Write an exact copy of the entries below that leaves out all pictures.
------ Material provided ------
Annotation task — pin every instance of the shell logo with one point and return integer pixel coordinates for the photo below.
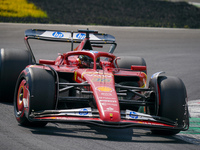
(104, 89)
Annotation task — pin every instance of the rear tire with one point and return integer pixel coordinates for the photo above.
(12, 62)
(36, 87)
(173, 103)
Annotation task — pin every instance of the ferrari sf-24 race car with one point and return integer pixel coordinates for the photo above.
(90, 86)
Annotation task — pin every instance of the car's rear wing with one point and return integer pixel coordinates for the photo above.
(67, 36)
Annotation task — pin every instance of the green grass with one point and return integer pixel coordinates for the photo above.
(143, 13)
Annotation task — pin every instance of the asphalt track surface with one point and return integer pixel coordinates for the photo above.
(175, 51)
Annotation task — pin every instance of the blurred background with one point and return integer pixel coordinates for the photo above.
(143, 13)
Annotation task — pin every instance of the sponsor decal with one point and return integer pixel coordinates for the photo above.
(80, 79)
(106, 94)
(83, 112)
(58, 34)
(97, 79)
(104, 89)
(133, 115)
(80, 36)
(93, 51)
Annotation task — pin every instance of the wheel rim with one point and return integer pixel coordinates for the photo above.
(20, 96)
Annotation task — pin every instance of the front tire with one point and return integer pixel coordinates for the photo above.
(35, 91)
(12, 62)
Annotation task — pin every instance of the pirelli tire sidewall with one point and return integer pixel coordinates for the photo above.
(41, 86)
(12, 62)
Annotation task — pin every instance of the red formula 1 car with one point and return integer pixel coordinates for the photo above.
(91, 87)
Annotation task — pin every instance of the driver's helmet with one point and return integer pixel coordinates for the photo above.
(85, 61)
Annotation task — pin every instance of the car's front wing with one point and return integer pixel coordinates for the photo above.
(89, 116)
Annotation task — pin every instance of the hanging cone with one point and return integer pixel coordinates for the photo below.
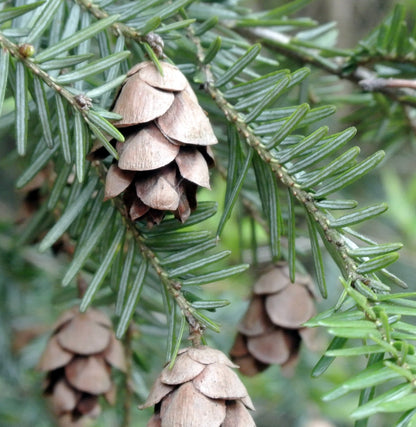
(78, 360)
(166, 153)
(271, 330)
(200, 390)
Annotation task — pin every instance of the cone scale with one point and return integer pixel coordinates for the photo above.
(166, 153)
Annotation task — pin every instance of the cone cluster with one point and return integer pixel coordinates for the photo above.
(200, 390)
(166, 153)
(271, 330)
(78, 360)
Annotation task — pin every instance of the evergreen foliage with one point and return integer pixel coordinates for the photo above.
(262, 77)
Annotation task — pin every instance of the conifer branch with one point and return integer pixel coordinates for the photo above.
(333, 237)
(281, 43)
(76, 101)
(172, 286)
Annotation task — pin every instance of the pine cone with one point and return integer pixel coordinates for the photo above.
(271, 329)
(78, 360)
(200, 390)
(166, 152)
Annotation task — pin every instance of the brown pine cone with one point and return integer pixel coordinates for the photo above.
(166, 153)
(200, 390)
(78, 360)
(271, 330)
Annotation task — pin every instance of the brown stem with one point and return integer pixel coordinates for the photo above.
(333, 237)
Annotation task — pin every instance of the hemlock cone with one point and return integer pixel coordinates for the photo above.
(78, 360)
(200, 390)
(271, 330)
(166, 153)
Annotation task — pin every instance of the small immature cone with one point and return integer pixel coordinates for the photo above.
(78, 360)
(166, 153)
(200, 390)
(271, 330)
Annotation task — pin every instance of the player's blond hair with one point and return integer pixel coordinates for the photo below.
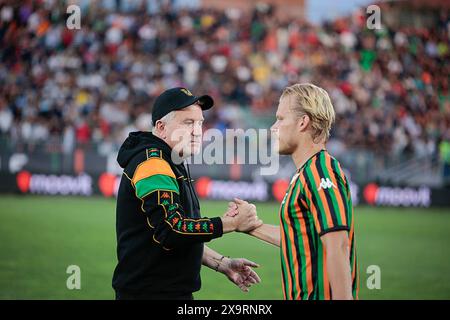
(316, 104)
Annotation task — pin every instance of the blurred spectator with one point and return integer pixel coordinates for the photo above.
(390, 87)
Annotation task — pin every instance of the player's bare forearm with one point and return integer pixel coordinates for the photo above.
(211, 258)
(268, 233)
(338, 265)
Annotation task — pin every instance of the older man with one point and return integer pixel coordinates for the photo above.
(160, 232)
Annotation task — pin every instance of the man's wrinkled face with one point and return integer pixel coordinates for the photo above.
(285, 127)
(184, 131)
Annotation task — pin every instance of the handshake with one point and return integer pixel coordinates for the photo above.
(242, 216)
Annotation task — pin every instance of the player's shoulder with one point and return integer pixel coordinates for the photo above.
(150, 161)
(321, 166)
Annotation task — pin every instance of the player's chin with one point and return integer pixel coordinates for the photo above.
(194, 148)
(283, 150)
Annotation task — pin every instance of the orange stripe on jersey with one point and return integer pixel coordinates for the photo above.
(151, 167)
(326, 284)
(304, 235)
(322, 196)
(292, 237)
(313, 208)
(338, 196)
(286, 260)
(284, 255)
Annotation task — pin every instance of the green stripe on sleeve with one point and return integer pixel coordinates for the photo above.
(154, 183)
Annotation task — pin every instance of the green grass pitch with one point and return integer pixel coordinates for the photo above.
(41, 236)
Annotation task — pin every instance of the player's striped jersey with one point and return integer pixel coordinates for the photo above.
(317, 201)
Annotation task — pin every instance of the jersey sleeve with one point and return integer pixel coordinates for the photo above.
(156, 185)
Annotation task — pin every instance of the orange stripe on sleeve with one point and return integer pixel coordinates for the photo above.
(322, 196)
(313, 208)
(152, 167)
(338, 197)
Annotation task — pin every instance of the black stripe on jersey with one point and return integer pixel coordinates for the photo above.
(333, 212)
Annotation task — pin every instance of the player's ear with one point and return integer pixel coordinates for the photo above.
(302, 122)
(160, 126)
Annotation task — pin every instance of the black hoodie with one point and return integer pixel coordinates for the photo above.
(160, 234)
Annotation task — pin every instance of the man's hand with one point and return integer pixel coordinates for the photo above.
(239, 272)
(246, 219)
(240, 216)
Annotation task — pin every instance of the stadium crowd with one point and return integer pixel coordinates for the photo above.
(390, 87)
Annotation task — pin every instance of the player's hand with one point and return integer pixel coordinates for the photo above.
(240, 272)
(246, 219)
(232, 210)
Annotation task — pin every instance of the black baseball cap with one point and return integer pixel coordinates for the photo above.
(176, 99)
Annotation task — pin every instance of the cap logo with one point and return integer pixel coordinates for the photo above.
(186, 92)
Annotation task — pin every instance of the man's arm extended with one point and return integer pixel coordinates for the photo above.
(339, 275)
(268, 233)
------
Response
Annotation task — pin every instance of the shell logo with one point and return integer pixel coordinates for the photo below.
(104, 89)
Annotation task — pin every instance of the rear tire with one point and return integer pixel coordinates for the photo above.
(12, 62)
(36, 87)
(173, 103)
Annotation task — pin every instance of the ferrari sf-24 race car with one point and return integer pixel coordinates for the photo above.
(90, 86)
Annotation task — pin every instance of the car's rear wing with one point and return integer pixel coordinates for the photo above.
(67, 36)
Annotation task — pin every instance of the green grass with one point and return integer pixel coordinates for the photo above.
(143, 13)
Annotation task — pin every instance of the asphalt track surface with one point and return integer pixel coordinates for the photo above.
(175, 51)
Annotation task — pin every instance of the blurred background with one point and return integer pixel coordinates for the photo above.
(143, 13)
Annotation task — pin every instance of the sponsor decal with one point and return integer pixel coordinates for the photo above.
(80, 79)
(106, 94)
(83, 112)
(58, 34)
(97, 79)
(104, 89)
(133, 115)
(80, 36)
(93, 51)
Annotation task — pin every instance of the wheel rim with one point and return integer pixel coordinates for the photo above.
(20, 96)
Annotation task — pin every instance of the front tire with one point and return integer pixel coordinates for the photo above.
(35, 91)
(12, 62)
Annotation task — pin every instance of the pirelli tire sidewall with one point and return integer pixel coordinates for the photo above.
(41, 86)
(12, 62)
Annotation task — pin every instance of the red formula 1 car with one point and return integer pixel coordinates for the photo above.
(91, 87)
Annotation task — pin every instance of the driver's helmet with one point and return integer pixel coordinates for the photo above.
(85, 61)
Annotation task — pin every instance of the car's front wing with one point and return integer pixel coordinates for the photo above.
(89, 116)
Annotation task — pin every instance of the hanging cone with one point and return integer pixel coordinates for the photo below.
(78, 360)
(166, 153)
(271, 330)
(200, 390)
Annotation task — pin every instance of the cone scale with one point and return integer pixel coordinates for the photo above.
(166, 153)
Annotation task — pin every instance of the cone cluster with one point and return integer pixel coordinates for the photo above.
(200, 390)
(166, 153)
(271, 330)
(78, 360)
Annotation task — pin every instance of the evergreen foliage with one point and return integer pixel coordinates for the photo above.
(262, 77)
Annotation task — pin every instance of the conifer branch with one point and return integer pixel coordinates for the photo above.
(333, 237)
(281, 43)
(76, 101)
(172, 286)
Annotation task — pin every instance of the pine cone with one point and return integer pixel coordinates for the photo above.
(271, 329)
(78, 360)
(200, 390)
(166, 152)
Annotation task — pin every instance of the brown pine cone with one point and return integer pixel coordinates for the photo above.
(166, 153)
(200, 390)
(78, 360)
(271, 330)
Annotation task — pin every instance of the brown stem with one point and return integer pixel coordinates for the photo above.
(333, 237)
Annotation task — pin every instance of the hemlock cone with one point and return integer pixel coordinates for the photo above.
(78, 360)
(200, 390)
(271, 330)
(166, 153)
Annotation task — pin every instance of the small immature cone with one point and return integer pixel coordinates for the photo above.
(78, 360)
(166, 153)
(200, 390)
(271, 330)
Annotation task — pin every instance of the player's blond hair with one point and return integer pixel coordinates for the photo below.
(316, 104)
Annotation task — pin every instance of the blurred spectator with one point and return integer pixel coordinates for the photo above.
(390, 87)
Annotation task — pin every instance of the player's bare forearm with one point and return integer pixel coordinates for the photo above.
(211, 258)
(268, 233)
(338, 265)
Annotation task — pin every instance of the older man with one point and return integer pixel coordinates for the photo above.
(160, 232)
Annotation task — pin every instance of the man's wrinkled face with one point and return integer pixel coordinates for the photo above.
(285, 127)
(184, 131)
Annotation task — pin every instance of the handshake with one point and return integer pixel coordinates for the photo above.
(242, 216)
Annotation task — pin every instance of the player's shoulder with one point and return integer pixel coordinates for the photo above.
(150, 161)
(321, 166)
Annotation task — pin every instance of the player's chin with one point and return integer pixel coordinates for the photo above.
(194, 148)
(283, 150)
Annotation task — pin every instance of the orange stripe on jersey with one point and return integer pixel coordinates for the photo above.
(151, 167)
(326, 284)
(304, 235)
(322, 196)
(292, 237)
(313, 208)
(338, 196)
(286, 260)
(284, 255)
Annotation task — pin every instance of the green stripe on sleeve with one point and return integer pixel coordinates for the photo above.
(154, 183)
Annotation task — pin every instance of the green grass pitch with one point and return integer pixel coordinates for the photo above.
(41, 236)
Annotation task — pin every instance of the player's striped jersey with one point and return integer pixel coordinates for the photo above.
(317, 201)
Annotation task — pin every instance of the jersey sleeve with one point and return integer pixel coordinates for the photo above.
(156, 185)
Annotation task — pin every instance of the orange stripe on sleeve with one point and return integer pixel coordinates for the photo above.
(322, 196)
(313, 208)
(152, 167)
(338, 197)
Annotation task — pin every instance of the black stripe on jersey with one point and return integer pixel coordinates for the photo above.
(333, 212)
Annotation task — pin every instance of the player's ear with one point and return integer pixel coordinates for the photo above.
(302, 122)
(160, 126)
Annotation task — pin every instance of the black hoodie with one point and return integer pixel coordinates for the photo above.
(160, 234)
Annotation task — pin every instance of the man's hand with one point and return integer pixel coordinates for the photo above.
(239, 272)
(246, 219)
(240, 216)
Annotation task — pin every instance of the stadium crowd with one point and return integer pixel coordinates for the photo above.
(390, 87)
Annotation task — pin every instance of the player's hand with one point and return integer pixel coordinates for the photo above.
(240, 272)
(246, 219)
(232, 210)
Annotation task — pin every instance of the black baseball cap with one point and return integer pixel coordinates for the photo above.
(176, 99)
Annotation task — pin every instance of the cap logo with one point and return integer pixel coordinates for the photo above.
(186, 92)
Annotation task — pin every instance of the man's arm extended with one point and return integer pixel coordinates for the photo above.
(339, 275)
(268, 233)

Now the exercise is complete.